→ Stored records

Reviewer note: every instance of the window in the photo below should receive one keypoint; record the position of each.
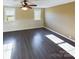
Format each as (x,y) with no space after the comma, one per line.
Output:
(37,14)
(9,14)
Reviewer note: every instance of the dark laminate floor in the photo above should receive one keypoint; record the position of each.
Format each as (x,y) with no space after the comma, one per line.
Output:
(32,44)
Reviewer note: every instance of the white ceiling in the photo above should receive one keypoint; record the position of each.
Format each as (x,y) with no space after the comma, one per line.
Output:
(40,3)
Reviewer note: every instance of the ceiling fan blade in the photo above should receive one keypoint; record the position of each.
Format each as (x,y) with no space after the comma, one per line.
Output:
(32,5)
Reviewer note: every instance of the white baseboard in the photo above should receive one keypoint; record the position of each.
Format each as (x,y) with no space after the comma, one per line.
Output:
(22,29)
(60,34)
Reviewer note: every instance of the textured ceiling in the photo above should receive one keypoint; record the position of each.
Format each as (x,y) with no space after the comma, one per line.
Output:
(40,3)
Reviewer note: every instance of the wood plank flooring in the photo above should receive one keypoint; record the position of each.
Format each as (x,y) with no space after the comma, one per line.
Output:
(32,44)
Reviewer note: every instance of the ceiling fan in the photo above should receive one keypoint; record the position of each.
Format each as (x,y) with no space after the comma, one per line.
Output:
(26,5)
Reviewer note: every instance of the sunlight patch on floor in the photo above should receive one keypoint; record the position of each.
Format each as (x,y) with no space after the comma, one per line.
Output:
(61,43)
(54,39)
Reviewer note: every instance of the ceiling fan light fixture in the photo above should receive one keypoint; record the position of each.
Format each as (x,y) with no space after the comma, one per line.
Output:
(24,8)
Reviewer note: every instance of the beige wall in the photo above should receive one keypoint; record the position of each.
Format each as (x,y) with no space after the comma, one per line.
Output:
(61,19)
(23,20)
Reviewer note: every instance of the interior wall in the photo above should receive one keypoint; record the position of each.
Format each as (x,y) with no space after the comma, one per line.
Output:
(61,19)
(23,20)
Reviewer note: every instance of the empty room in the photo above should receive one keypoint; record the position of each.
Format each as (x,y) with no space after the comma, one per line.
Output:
(39,29)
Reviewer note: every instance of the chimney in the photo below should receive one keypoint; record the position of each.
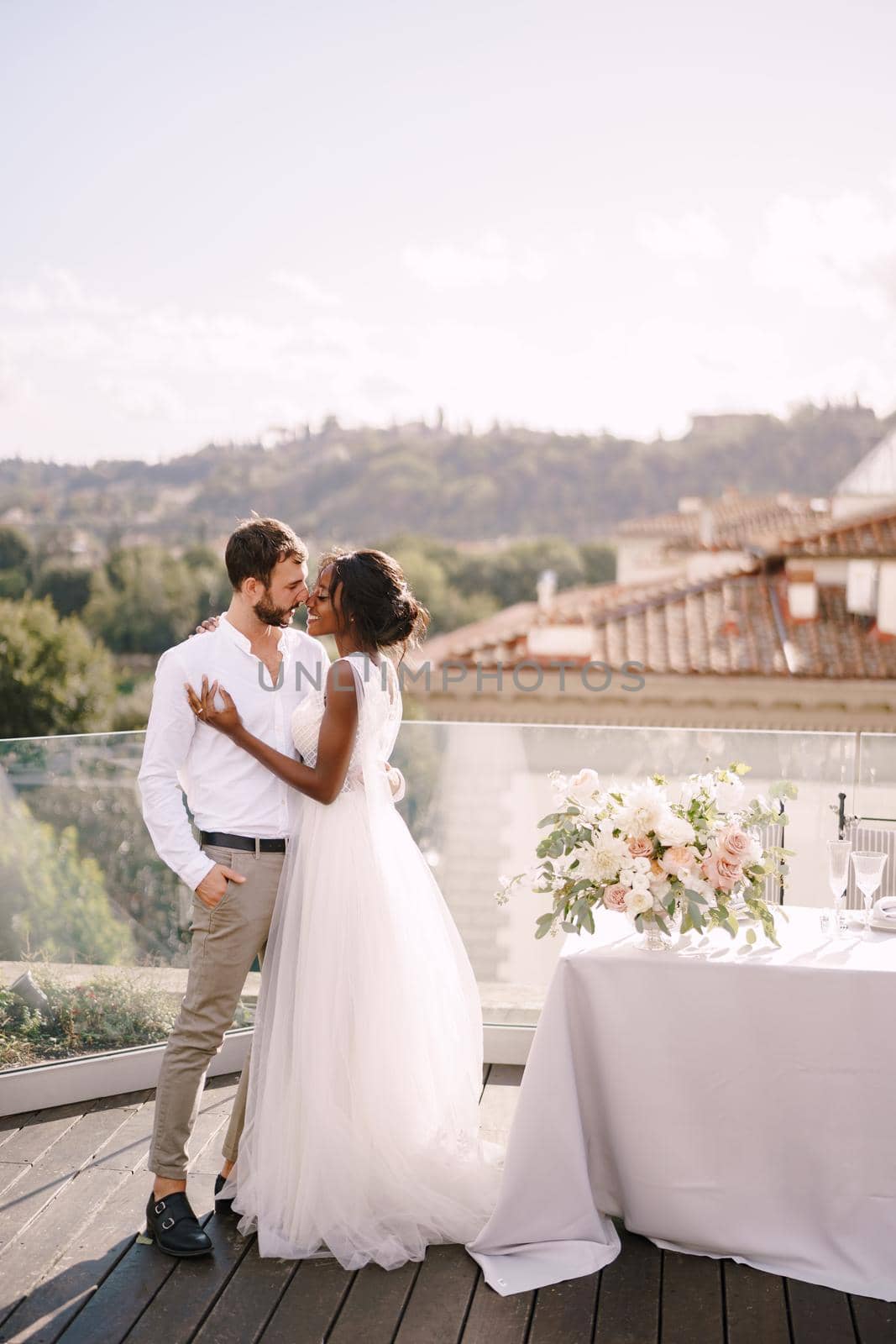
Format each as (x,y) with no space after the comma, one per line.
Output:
(707,526)
(862,588)
(546,589)
(887,598)
(802,593)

→ Work to be completed
Rewrite the listing above with every "keypoint" changed to "marker" and nothing else altered. Leave the pictures out.

→ Task result
Reviewer note: every instance of the window in the photo below should receive one marker; record the position of each.
Format each as (x,y) with no space after the comma, one per line.
Output:
(37,14)
(9,14)
Reviewer note: every instance of the dark laminate floor in the photo above should receive one marker; record the position of each.
Format each as (x,y) with no space after the comma, one per line.
Output:
(32,44)
Reviewer note: every instance of the white ceiling in the photo above should receive one marker; record the position of each.
Format each as (x,y) with no space after the comma, one per line.
Output:
(40,3)
Reviewer note: every instance of the ceiling fan blade in the photo above should receive one marker; record the position of each.
Format each as (x,y) with no space after the comma, one per line.
Output:
(32,5)
Reviewer note: every instance of the white baseboard in the photo above should receive one marker; record the position of each.
Format each as (x,y) with no space after the comma, one per line.
Output:
(22,29)
(60,34)
Reviewer note: every instance of the textured ceiling in the photo above should receive one marker; record the position of each.
Format each as (x,y) with no space after the comma, one per line.
Output:
(40,3)
Reviewer note: every instance of the wood plank flooring in the photo above should receive one marker; record the position of each.
Format each as (x,y) with no space after the comma, one per line.
Output:
(32,44)
Reviewer note: every instance of the ceiling fan in the photo above should receive one marker; record the position of each.
Format each as (x,y) with no space after the comma, one per line.
Output:
(26,5)
Reviewer note: every instance of the sunlight patch on floor in the photo above should receive one marker; record the position of each.
Format each as (x,y) with no space after the comma, one per line.
Output:
(61,43)
(54,39)
Reviewer note: every instance of the ceiling fan light fixture in the photo above should receive one marker; record the position of each.
Format each as (x,y) with no space after the comma, one per line.
Output:
(24,8)
Reviewer note: every instance of the beige wall in the photo above should receive one marker; record the position of each.
Format each as (x,y) with no space after the comma, one per line.
Output:
(61,19)
(23,20)
Reviewer note: every instance of the interior wall in the photo above should receive one marker; record the position of each.
Format each as (x,y) with no space after the comma, one per line.
Output:
(61,19)
(23,20)
Reviewer note: every instance of the empty room in the photo above should receive one marker; record the position of each.
Format each as (x,y) with no space after the comma, one per line.
Output:
(39,29)
Reviewer note: every instance of the chimney in the photo below should receive one marker; record the position of each.
Format each as (x,y) with no space after the comma, one per line.
Output:
(707,526)
(862,588)
(546,589)
(887,598)
(802,593)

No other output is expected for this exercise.